**Your goal**
Report the number of lines in the entries below that contain the word "hanging", and give only that number.

══════

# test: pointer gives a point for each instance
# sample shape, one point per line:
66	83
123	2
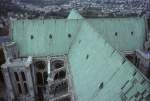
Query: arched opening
60	75
39	78
40	64
16	76
57	64
61	88
19	89
25	88
23	76
2	61
45	75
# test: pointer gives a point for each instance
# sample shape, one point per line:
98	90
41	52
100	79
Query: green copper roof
74	15
124	34
99	72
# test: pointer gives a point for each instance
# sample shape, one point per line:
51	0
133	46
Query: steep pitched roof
74	15
100	73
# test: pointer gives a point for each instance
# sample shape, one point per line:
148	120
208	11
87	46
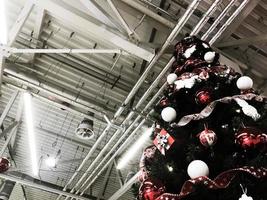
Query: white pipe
125	187
218	20
39	186
60	51
205	18
191	8
229	21
149	13
122	21
130	115
49	90
171	37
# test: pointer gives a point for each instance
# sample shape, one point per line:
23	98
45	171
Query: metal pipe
8	139
171	37
229	21
219	19
8	106
126	142
32	82
149	13
60	51
130	115
125	187
122	21
191	8
205	18
39	186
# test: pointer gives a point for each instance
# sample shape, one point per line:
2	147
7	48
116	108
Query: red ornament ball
150	190
4	164
203	97
250	137
164	102
207	138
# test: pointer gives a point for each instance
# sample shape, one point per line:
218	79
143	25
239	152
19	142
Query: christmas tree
210	133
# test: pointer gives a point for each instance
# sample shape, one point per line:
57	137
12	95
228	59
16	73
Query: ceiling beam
125	187
105	182
37	29
260	39
25	12
15	30
35	184
238	20
60	11
99	13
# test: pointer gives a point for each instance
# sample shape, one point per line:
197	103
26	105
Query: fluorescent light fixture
3	32
134	148
51	161
31	136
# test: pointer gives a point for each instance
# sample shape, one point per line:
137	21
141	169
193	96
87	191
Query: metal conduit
171	37
125	134
130	115
203	21
205	18
219	19
229	21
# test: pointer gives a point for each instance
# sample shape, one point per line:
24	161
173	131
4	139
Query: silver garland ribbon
209	108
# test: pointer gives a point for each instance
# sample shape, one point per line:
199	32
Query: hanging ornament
150	190
163	141
171	78
197	168
4	164
250	137
244	83
164	102
209	56
203	97
244	195
207	137
168	114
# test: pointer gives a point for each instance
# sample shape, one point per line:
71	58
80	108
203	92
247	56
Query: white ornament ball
245	197
168	114
244	83
197	168
209	56
171	78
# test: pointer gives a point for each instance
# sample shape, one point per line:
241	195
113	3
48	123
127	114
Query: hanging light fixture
84	130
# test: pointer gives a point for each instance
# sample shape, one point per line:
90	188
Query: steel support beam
60	51
238	20
105	182
149	13
98	12
8	107
260	39
37	29
41	187
118	172
125	187
25	12
60	11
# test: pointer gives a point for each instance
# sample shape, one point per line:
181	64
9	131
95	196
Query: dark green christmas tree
210	135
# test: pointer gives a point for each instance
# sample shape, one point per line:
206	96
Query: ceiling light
51	161
31	135
3	32
84	130
135	148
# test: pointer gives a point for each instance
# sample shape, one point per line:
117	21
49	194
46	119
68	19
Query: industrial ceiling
104	60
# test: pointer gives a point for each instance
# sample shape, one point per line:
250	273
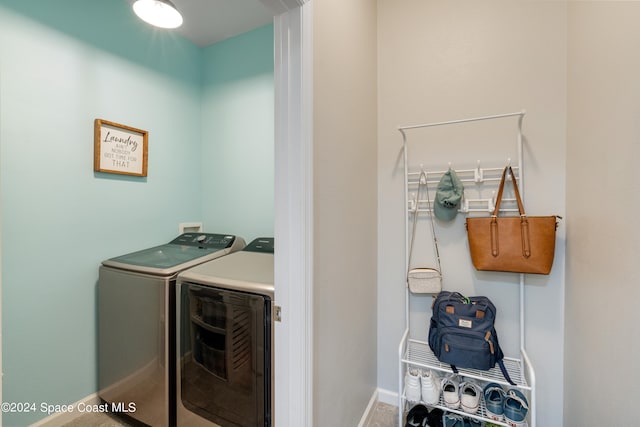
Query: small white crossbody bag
424	280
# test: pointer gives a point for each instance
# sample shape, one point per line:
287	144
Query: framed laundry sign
119	149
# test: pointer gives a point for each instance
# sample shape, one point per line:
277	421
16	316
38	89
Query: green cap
448	195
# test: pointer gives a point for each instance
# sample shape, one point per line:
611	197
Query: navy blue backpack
462	332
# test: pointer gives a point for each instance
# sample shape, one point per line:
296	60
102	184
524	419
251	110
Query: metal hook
477	174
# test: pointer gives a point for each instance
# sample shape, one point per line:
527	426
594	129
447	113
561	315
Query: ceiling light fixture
160	13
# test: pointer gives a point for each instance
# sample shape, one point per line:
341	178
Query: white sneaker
412	385
450	391
470	397
430	387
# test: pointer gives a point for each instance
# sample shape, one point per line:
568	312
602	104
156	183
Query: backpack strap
505	373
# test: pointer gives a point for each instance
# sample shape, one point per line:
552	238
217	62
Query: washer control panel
204	240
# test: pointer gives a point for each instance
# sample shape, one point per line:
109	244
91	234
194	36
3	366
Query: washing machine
225	340
136	324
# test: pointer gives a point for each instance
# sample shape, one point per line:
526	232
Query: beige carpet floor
383	416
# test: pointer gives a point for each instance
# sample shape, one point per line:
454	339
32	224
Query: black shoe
435	417
417	416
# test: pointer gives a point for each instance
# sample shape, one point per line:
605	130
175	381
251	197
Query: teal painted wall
58	72
237	134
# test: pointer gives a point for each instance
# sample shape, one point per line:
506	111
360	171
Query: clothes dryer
136	324
225	340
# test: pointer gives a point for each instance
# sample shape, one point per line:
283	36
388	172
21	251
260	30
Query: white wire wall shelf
416	353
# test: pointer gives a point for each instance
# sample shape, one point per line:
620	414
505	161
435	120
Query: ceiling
210	21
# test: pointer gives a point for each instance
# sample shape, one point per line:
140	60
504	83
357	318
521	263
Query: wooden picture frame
119	149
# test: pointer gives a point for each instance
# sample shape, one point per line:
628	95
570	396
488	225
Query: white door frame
293	214
293	228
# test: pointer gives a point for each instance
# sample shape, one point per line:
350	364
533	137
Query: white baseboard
61	418
379	395
368	412
388	397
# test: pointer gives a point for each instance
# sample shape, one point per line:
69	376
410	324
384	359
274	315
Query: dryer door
224	352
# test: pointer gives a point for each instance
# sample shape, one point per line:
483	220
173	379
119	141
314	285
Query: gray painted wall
444	60
345	200
601	340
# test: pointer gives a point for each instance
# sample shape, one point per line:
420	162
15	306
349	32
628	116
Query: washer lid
183	252
242	271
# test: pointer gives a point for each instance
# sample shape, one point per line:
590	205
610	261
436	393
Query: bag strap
423	174
515	190
524	222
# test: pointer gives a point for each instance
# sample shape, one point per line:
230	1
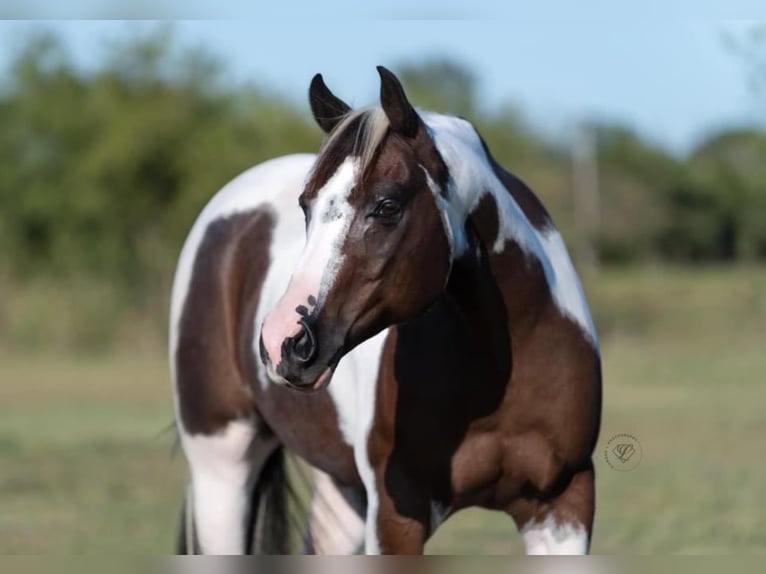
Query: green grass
86	467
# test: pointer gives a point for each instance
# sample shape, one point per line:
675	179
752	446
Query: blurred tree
634	178
106	170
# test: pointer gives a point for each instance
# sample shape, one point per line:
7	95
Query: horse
400	312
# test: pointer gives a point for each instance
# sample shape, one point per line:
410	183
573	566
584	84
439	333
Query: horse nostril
303	347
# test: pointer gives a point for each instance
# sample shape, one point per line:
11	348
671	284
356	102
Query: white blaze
319	263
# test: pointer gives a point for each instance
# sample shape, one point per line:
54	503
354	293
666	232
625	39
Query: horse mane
359	133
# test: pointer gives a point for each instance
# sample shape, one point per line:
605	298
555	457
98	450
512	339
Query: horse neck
494	240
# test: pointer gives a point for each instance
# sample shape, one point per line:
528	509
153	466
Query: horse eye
387	209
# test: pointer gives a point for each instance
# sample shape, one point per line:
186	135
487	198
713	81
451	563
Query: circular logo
623	452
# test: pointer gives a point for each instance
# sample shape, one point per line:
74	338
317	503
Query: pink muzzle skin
284	321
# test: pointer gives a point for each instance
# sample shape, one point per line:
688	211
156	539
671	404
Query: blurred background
645	140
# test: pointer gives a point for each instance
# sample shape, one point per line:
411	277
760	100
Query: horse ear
327	108
401	115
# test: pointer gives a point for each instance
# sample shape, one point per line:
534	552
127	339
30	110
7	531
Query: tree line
104	169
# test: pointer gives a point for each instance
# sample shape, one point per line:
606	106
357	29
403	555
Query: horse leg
561	524
219	492
398	516
336	523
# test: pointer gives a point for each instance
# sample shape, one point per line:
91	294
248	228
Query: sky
669	75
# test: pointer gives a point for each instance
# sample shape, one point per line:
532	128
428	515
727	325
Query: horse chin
309	388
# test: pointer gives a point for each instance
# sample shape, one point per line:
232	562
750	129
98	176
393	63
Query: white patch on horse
335	526
274	184
354	390
454	226
549	538
472	177
318	265
219	486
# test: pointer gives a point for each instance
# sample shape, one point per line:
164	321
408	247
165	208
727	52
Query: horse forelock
359	134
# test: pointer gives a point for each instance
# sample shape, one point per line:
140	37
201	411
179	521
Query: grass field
86	465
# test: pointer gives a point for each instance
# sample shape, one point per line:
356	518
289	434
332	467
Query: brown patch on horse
525	198
227	277
490	398
216	368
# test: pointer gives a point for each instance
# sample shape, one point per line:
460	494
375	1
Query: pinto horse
417	334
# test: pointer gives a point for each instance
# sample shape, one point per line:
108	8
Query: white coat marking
549	538
335	526
317	268
220	487
353	390
274	184
471	177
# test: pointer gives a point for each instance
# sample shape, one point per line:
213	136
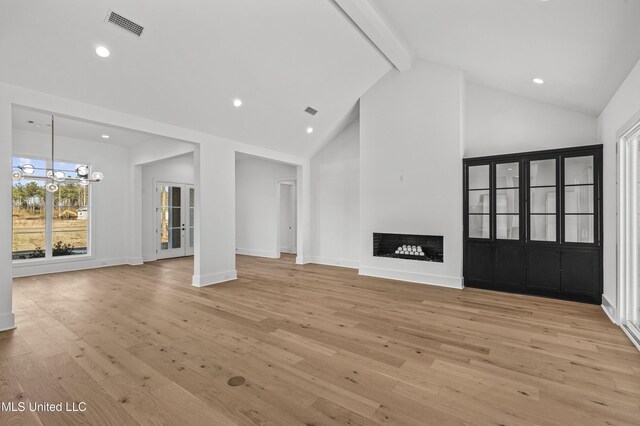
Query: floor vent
124	23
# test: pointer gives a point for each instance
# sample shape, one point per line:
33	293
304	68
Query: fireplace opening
427	248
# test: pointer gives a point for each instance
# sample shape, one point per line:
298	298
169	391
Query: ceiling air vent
124	23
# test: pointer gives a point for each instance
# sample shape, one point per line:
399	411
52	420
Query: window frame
49	258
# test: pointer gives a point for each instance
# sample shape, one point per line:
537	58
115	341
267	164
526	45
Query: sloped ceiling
194	58
582	49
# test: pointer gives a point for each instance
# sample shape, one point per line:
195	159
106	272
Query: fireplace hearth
427	248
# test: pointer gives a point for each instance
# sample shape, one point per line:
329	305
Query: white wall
623	108
110	204
174	170
501	123
257	205
7	318
411	127
335	200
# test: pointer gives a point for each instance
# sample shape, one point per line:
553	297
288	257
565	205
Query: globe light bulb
82	170
27	169
51	187
59	176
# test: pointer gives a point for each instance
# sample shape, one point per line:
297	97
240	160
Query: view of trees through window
67	209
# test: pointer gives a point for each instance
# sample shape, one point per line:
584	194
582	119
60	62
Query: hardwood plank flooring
316	345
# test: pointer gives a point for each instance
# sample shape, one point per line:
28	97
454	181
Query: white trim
211	279
301	260
608	309
365	17
7	322
259	253
54	268
413	277
333	261
631	337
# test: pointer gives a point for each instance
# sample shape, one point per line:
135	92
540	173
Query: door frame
292	183
184	211
627	249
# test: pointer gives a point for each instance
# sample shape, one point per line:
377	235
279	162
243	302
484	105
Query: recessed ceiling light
102	51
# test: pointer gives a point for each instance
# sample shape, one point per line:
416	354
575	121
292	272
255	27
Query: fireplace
427	248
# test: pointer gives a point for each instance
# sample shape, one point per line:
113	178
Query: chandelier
83	175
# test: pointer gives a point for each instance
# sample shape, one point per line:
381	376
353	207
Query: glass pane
579	229
176	197
164	226
542	173
578	170
479	226
29	216
508	227
578	199
507	175
507	201
70	216
479	202
176	241
543	228
175	217
479	177
542	200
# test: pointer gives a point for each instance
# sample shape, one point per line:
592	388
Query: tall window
47	225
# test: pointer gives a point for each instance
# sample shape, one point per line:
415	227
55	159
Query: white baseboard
7	322
413	277
332	261
301	260
608	309
31	269
259	253
211	279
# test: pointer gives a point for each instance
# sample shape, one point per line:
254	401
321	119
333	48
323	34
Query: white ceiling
76	129
194	58
583	49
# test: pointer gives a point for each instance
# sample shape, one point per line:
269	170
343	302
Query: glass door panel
170	221
508	201
479	202
542	200
579	199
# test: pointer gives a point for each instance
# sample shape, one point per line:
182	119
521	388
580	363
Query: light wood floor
316	345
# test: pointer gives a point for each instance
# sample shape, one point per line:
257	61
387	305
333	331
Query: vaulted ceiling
279	57
193	58
582	49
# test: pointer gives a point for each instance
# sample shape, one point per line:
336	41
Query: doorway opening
175	208
287	217
629	228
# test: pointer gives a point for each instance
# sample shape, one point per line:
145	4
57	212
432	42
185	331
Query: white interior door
174	219
288	220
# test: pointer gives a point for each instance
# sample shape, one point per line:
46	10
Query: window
49	225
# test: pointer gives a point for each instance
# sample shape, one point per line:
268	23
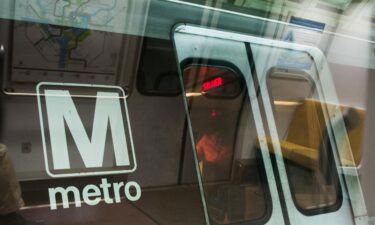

══════

**Answer**
2